_What you will do_
Write out the lines of every item below with no changes, leaving out the pictures.

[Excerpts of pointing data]

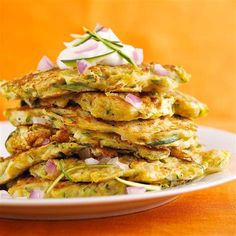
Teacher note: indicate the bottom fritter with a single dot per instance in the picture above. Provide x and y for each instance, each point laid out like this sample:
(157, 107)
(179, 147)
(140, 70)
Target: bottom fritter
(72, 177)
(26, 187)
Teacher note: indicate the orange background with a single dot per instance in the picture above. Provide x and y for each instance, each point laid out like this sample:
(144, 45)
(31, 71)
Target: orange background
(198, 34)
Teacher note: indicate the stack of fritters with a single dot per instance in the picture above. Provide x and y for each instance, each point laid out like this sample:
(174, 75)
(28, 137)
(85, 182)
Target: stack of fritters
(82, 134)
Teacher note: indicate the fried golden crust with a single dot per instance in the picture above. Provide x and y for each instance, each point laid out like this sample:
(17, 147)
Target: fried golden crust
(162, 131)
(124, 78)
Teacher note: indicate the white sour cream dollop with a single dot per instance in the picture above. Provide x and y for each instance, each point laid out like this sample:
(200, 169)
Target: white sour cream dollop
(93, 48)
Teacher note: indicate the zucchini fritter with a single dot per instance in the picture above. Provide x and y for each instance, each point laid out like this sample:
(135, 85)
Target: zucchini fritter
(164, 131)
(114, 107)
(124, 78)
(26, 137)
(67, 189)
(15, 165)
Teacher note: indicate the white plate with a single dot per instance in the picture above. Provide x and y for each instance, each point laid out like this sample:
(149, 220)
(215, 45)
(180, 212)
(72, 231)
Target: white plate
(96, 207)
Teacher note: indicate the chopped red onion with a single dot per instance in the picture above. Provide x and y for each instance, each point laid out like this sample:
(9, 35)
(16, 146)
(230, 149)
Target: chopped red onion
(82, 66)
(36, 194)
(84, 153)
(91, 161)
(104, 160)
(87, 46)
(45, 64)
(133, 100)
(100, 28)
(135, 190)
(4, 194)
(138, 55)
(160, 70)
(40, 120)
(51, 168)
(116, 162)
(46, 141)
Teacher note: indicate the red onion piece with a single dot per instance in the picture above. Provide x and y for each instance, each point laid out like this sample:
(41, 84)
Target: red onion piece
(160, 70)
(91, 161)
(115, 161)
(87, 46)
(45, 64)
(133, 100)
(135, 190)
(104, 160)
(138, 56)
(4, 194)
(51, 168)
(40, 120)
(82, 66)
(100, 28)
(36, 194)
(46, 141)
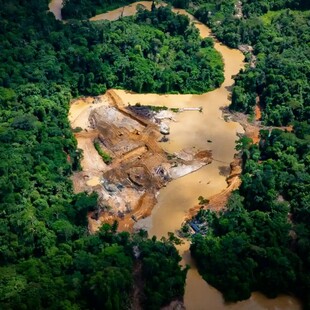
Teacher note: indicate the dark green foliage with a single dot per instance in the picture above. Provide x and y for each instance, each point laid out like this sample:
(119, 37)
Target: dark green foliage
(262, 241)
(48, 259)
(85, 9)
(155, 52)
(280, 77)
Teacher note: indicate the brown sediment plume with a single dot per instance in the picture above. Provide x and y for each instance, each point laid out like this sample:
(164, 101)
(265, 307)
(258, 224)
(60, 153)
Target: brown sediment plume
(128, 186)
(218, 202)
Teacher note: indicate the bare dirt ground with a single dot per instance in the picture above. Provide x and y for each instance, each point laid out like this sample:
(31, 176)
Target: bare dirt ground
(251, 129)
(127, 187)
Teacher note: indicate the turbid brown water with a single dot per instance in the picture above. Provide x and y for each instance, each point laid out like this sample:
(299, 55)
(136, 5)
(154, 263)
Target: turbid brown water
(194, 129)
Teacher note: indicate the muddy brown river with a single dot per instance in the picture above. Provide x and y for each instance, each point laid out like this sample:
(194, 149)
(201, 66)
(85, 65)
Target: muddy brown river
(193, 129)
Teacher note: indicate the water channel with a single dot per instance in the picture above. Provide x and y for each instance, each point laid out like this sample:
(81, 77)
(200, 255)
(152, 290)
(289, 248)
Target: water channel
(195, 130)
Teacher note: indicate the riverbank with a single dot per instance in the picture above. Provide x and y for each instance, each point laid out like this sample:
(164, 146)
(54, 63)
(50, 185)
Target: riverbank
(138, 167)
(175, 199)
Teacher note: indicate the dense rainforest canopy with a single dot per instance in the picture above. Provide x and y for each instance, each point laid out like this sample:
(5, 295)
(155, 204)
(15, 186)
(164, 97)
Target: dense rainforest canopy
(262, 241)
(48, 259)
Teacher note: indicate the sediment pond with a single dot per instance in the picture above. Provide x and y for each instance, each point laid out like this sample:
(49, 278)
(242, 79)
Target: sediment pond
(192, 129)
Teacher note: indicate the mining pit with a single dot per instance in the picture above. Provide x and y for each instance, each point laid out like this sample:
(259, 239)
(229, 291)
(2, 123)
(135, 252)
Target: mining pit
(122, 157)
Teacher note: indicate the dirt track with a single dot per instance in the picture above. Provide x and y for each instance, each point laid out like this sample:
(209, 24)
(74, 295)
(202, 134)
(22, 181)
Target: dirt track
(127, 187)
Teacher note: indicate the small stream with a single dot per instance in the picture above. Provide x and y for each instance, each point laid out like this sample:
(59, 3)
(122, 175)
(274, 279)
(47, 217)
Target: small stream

_Answer to this problem_
Teacher note: indicate the bottom fritter with a single dot per instance in the picture above. Provide x and y for each instance, each point laid out like this sample:
(157, 107)
(179, 147)
(140, 70)
Target: bottom fritter
(72, 177)
(26, 187)
Teacher note: indicate the orange background with a single dot per instance in the picture above. Provide x and y for each instance, each point laid out like this sample:
(144, 45)
(31, 71)
Target: orange background
(198, 34)
Teacher note: indicate the stack of fritters with a single dot per instance in the picture above. Provide x and y for each instance, each point laid out like this sample:
(174, 75)
(28, 137)
(85, 182)
Target: stack of fritters
(82, 134)
Teacher note: indicate the fried golden crust with a single dot per instance in the picture above. Provide x and y for each instance, each point laid out like this sample:
(17, 147)
Target: fried golden crust
(162, 131)
(124, 78)
Teacher note: indicate the white sour cream dollop with a single dot per instance in the picture above. Provide x and y for each instance, each point laid out like this sample:
(200, 169)
Target: white sour cream dollop
(93, 48)
Teacher note: indicate the zucchini fritter with a single dot per instance in the picture above. Provide x and y for each instance, each point laid out like this sample:
(135, 85)
Target: zucchini fritter
(164, 131)
(114, 107)
(124, 78)
(26, 137)
(67, 189)
(15, 165)
Teacher note: indicate the white plate with a single dot per instance in the picture above. Provide x and y for each instance, each point laid out like this sample:
(149, 220)
(215, 45)
(180, 212)
(72, 231)
Target: white plate
(96, 207)
Teacher note: indicate the chopped red onion with a single dot per instance in the picture above. Provide x and y for each instance, each point laid out like this sample:
(9, 35)
(16, 146)
(230, 149)
Target: chopped red onion
(82, 66)
(36, 194)
(84, 153)
(91, 161)
(104, 160)
(87, 46)
(45, 64)
(133, 100)
(100, 28)
(135, 190)
(4, 194)
(138, 55)
(160, 70)
(40, 120)
(51, 168)
(116, 162)
(46, 141)
Teacher note: indicate the red onion piece with a single dot per instance in the picture above. Provide x and y for each instance, each point laid out like this sample:
(41, 84)
Target: red onion piece
(160, 70)
(91, 161)
(115, 161)
(87, 46)
(45, 64)
(133, 100)
(135, 190)
(104, 160)
(138, 56)
(4, 194)
(51, 168)
(40, 120)
(82, 66)
(100, 28)
(36, 194)
(46, 141)
Teacher note: indicate the dark green foliage with a single dot per instance in the picture above. Provide x and y for each instance, each point laid out like this sample:
(119, 37)
Target: dark green foliage
(262, 241)
(48, 259)
(85, 9)
(155, 52)
(280, 77)
Teacher note: indicate the brown sediment plume with a single dot per instance in the picture above. Provide x and y for each instance, each point laid out like this sample:
(164, 101)
(265, 307)
(258, 224)
(60, 153)
Target: brown sediment plume
(128, 186)
(218, 202)
Teacher note: indicate the bare dirt ground with a single dot per instance in the picture above. Provide x and y for each instance, each point laid out like this sample:
(31, 176)
Target: bare dirt ground
(251, 129)
(127, 187)
Teacher note: indicate the turbid brown water with a single dot per instance in the picture above. Provide x and y for each instance, each point laid out like this sample:
(299, 55)
(136, 5)
(154, 263)
Target: turbid brown water
(194, 129)
Teacher note: indicate the muddy brown river with a single dot per instance in the picture above. Provide x and y for each instance, each point laid out like this sample:
(194, 149)
(201, 66)
(85, 65)
Target: muddy brown river
(193, 129)
Teacher note: indicate the water channel with a single dot per instance in the picture above. Provide x and y for each instance, each point laid out like this sample:
(81, 77)
(200, 255)
(152, 290)
(289, 248)
Target: water channel
(195, 130)
Teacher note: indicate the riverbank with a single dot per instance in the picture above. Provide x and y for each instance, each point laid out like this sample:
(164, 146)
(54, 63)
(50, 185)
Target: riverbank
(138, 167)
(175, 199)
Teacher note: indicate the dense rainforest canopy with a single dot per instance in the picture above. Provide x and y for each instance, each point laid out like this sample:
(5, 295)
(155, 204)
(15, 186)
(164, 97)
Target: dense rainforest canopy
(262, 241)
(48, 259)
Teacher note: indicate the sediment pond with a single dot per instance in the picture above. Provide x and y for each instance, each point laid out like this sample:
(49, 278)
(242, 79)
Target: sediment pond
(192, 129)
Teacher note: indicate the mining pit with a single dot per instance in the picture above. Provide x and y for each instance, each point laid out like this sample:
(259, 239)
(229, 291)
(2, 123)
(135, 252)
Target: mining pit
(122, 157)
Teacher note: indicate the dirt track with a single dot per instance in the picture above. Provide x and y for each instance, each point laid out like this sample:
(209, 24)
(74, 295)
(202, 134)
(22, 181)
Target: dirt track
(127, 187)
Teacher note: indicate the small stream with a single dot per instance in the picture above. Provide x and y for each instance, each point laid out like this sample:
(59, 3)
(122, 175)
(274, 279)
(47, 217)
Target: small stream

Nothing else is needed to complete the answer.